(Dataset records about object locations)
— Start —
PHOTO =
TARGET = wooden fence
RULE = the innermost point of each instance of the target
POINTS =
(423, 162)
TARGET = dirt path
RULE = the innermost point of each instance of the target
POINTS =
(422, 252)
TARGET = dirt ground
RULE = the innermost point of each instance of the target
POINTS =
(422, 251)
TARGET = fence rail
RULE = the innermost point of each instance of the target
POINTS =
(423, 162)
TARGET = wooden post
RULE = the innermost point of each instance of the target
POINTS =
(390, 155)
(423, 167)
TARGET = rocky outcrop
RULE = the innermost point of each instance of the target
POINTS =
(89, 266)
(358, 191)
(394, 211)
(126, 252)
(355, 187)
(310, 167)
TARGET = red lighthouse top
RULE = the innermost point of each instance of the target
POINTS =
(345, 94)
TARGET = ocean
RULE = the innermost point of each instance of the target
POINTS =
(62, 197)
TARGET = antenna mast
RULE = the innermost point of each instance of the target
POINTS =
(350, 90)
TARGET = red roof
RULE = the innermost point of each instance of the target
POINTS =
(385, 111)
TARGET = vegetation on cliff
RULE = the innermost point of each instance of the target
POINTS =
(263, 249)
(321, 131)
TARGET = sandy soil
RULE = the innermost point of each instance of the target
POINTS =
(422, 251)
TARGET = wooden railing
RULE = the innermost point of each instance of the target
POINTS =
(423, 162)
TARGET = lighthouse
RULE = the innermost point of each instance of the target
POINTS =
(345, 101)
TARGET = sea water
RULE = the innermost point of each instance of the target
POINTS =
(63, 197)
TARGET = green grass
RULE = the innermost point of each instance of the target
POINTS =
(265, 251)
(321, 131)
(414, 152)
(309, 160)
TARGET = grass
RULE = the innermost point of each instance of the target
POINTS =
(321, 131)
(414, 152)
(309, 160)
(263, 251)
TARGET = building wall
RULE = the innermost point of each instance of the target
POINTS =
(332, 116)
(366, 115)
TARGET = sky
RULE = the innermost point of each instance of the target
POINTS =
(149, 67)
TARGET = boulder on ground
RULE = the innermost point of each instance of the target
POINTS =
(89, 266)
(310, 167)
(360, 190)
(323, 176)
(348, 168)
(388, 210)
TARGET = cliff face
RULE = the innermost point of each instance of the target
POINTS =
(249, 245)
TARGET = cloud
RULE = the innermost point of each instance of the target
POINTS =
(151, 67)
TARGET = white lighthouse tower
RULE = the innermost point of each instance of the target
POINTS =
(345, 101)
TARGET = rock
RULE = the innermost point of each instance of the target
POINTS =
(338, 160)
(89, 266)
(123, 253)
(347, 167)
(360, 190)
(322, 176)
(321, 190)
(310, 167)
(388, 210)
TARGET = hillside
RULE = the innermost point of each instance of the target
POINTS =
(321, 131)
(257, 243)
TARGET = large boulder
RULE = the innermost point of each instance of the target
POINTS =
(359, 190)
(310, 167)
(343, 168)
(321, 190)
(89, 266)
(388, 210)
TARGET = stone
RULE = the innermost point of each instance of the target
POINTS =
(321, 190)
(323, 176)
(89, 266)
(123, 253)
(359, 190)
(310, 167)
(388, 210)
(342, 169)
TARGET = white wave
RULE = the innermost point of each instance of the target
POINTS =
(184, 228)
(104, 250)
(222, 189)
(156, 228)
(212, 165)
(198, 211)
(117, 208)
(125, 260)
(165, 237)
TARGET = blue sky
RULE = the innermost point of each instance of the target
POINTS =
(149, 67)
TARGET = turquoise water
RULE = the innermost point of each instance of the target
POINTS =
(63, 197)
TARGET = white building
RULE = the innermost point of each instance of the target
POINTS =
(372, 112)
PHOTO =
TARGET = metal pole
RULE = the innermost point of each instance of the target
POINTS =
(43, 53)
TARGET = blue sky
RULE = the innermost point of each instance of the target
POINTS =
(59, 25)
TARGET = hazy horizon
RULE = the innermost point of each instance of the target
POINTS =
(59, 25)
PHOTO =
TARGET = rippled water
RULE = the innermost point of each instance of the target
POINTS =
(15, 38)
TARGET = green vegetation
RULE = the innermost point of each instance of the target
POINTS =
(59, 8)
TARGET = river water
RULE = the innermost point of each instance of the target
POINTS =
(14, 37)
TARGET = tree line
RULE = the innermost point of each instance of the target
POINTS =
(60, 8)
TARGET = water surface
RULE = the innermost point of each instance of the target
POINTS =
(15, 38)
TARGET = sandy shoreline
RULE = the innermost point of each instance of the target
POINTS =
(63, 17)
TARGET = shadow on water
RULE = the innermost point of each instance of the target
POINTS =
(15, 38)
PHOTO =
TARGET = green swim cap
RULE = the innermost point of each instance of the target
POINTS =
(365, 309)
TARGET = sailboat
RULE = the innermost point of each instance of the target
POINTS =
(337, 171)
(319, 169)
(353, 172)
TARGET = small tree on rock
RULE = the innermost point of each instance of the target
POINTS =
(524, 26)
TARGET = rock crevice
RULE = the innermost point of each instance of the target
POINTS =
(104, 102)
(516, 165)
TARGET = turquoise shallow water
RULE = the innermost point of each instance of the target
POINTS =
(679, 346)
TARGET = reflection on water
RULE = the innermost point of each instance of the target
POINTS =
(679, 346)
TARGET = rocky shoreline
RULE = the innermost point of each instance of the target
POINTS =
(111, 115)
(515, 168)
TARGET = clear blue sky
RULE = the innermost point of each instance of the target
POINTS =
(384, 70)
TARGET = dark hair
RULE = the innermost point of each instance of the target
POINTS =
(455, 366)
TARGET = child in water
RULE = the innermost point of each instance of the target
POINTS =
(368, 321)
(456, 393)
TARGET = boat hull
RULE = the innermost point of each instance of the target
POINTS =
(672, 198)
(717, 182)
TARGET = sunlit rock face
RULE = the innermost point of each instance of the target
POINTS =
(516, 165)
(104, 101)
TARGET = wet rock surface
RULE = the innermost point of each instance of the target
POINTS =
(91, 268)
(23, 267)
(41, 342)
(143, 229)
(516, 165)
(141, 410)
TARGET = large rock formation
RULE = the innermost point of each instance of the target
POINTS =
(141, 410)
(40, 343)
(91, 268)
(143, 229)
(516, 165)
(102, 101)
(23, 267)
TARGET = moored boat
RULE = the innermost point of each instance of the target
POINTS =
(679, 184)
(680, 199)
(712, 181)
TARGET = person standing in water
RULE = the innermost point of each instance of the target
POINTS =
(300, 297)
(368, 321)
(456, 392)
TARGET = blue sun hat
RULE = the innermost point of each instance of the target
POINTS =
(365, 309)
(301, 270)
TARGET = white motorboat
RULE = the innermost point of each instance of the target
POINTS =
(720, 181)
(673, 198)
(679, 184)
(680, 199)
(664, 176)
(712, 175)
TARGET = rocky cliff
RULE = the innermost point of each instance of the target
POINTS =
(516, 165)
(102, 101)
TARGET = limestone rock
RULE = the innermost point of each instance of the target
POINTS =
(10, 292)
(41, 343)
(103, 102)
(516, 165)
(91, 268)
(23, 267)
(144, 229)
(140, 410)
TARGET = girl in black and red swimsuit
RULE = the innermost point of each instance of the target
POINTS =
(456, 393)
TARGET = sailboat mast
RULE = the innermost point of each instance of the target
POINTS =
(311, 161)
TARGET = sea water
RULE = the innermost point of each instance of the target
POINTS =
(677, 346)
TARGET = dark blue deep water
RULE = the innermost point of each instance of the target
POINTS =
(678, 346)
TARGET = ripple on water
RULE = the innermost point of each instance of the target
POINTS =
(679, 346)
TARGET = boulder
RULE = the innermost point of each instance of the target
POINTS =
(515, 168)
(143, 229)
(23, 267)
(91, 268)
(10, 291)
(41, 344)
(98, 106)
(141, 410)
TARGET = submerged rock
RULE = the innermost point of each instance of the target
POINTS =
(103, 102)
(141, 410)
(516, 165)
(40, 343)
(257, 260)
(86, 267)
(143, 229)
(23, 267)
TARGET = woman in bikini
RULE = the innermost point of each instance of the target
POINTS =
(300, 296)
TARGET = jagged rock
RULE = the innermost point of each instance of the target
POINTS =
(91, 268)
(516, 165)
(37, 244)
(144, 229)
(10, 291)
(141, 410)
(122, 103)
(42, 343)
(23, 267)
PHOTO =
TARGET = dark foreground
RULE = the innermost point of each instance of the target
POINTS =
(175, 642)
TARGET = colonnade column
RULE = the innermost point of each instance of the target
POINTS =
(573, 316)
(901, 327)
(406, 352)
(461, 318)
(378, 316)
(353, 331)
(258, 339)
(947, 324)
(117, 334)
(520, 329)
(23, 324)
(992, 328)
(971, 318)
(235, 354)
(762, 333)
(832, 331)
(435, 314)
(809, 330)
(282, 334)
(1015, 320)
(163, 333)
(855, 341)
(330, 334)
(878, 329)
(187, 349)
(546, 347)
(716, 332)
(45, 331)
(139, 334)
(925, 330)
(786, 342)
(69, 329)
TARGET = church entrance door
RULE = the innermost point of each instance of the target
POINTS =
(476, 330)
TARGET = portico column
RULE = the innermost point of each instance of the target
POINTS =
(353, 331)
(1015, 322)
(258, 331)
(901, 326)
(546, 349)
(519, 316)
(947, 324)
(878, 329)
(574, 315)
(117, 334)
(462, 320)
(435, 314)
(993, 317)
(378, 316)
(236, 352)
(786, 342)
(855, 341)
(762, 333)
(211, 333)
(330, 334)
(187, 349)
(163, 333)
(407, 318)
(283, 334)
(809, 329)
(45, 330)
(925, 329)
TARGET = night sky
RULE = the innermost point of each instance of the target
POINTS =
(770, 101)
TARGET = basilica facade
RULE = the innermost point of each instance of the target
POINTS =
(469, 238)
— End —
[Request] Include both ends. Return the line holding "TARGET = portico column" and all lines after it in the records above, exactly as written.

[Written answer]
TARGET = portico column
RULE = the innermost point of each instance of the target
POINTS =
(353, 331)
(1015, 322)
(258, 331)
(901, 326)
(546, 349)
(519, 316)
(947, 324)
(878, 329)
(574, 315)
(117, 334)
(462, 320)
(435, 314)
(993, 317)
(378, 316)
(236, 352)
(786, 342)
(855, 341)
(762, 333)
(211, 333)
(330, 334)
(187, 349)
(163, 333)
(407, 318)
(283, 334)
(809, 329)
(45, 330)
(925, 329)
TARGET = night sky
RULE = the innermost point of each instance of the target
POINTS =
(770, 101)
TARGET = basilica facade
RULE = the innermost point of each instance of the target
POINTS =
(469, 238)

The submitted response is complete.